## Article:
--- Begin ---
Some time ago a magazine asked me some questions about recovery for runners for a piece they were writing. Recently an athlete asked similar questions and got me to thinking about this topic once again. The topic is a critical one for runners due to their propensity for injury. But recovery is also of great importance to athletes in other sports. Here are the magazine's questions and my answers.
Q: How important are recovery days for recreational athletes? Is there a difference in recovery for someone training for her first 5k, and someone training for her first marathon?
A: There are two types of recovery – passive and active. Passive means rest with no physical activity. This is generally best for novices. Taking a day off from exercise will allow the novice's body (and mind) to recover and grow stronger. Working out will almost certainly be too fatiguing for the already tired novice athlete.
Active recovery is often better for the experienced and highly fit athlete. This means doing a short, low-intensity workout. The intensity part is easy. That means zone 1, for example, if using a heart rate monitor or GPS pacing device. A "short" workout may vary greatly between athletes. For someone training 12 hours per week "short" may mean 45 minutes. For another athlete who does about 4 hours weekly "short" is more likely something such as 10 minutes. Experienced athletes also need passive recovery days from time to time, just not as frequently as novices.
If in doubt about what to do – passive or active, 45 minutes or 10 minutes – be conservative. It's always better to err on the side of too little rather than too much when it comes to training.
--- End ---
## Problems to solve:
(a) According to the recovery article, what does passive recovery mean?
(b) Reproduce the part of the recovery article that starts at "A: There are" and stops after "tired novice athlete.".

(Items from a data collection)
--- Begin ---
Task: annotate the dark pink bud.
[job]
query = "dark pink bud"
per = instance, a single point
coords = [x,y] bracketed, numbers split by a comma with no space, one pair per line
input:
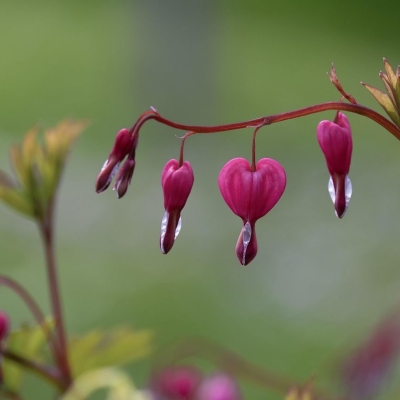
[251,195]
[336,143]
[122,146]
[219,387]
[176,182]
[366,369]
[176,383]
[124,177]
[4,325]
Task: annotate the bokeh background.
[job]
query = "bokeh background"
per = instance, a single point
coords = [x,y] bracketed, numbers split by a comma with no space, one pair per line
[318,285]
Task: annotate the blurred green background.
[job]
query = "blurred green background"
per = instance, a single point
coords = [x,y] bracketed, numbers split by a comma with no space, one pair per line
[318,285]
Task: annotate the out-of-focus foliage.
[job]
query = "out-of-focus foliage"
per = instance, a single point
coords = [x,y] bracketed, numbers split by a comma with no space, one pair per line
[118,383]
[390,102]
[38,168]
[28,342]
[99,349]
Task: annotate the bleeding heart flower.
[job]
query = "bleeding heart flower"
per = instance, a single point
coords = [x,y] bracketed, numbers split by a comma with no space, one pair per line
[122,147]
[176,383]
[176,181]
[336,143]
[251,195]
[4,327]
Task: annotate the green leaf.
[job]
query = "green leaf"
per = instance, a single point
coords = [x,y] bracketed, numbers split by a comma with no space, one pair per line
[385,101]
[390,73]
[119,385]
[27,343]
[100,349]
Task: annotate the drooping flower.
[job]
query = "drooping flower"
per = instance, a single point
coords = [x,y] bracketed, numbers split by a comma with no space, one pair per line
[122,147]
[176,181]
[336,143]
[219,387]
[251,195]
[176,383]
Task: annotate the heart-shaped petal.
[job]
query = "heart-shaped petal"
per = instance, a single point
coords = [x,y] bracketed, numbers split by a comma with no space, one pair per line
[251,194]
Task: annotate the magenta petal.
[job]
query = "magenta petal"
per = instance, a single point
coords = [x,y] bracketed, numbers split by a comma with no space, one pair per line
[246,246]
[251,195]
[336,143]
[177,182]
--- End ---
## Task answers:
(a) Rest with no physical activity.

(b)
A: There are two types of recovery – passive and active. Passive means rest with no physical activity. This is generally best for novices. Taking a day off from exercise will allow the novice's body (and mind) to recover and grow stronger. Working out will almost certainly be too fatiguing for the already tired novice athlete.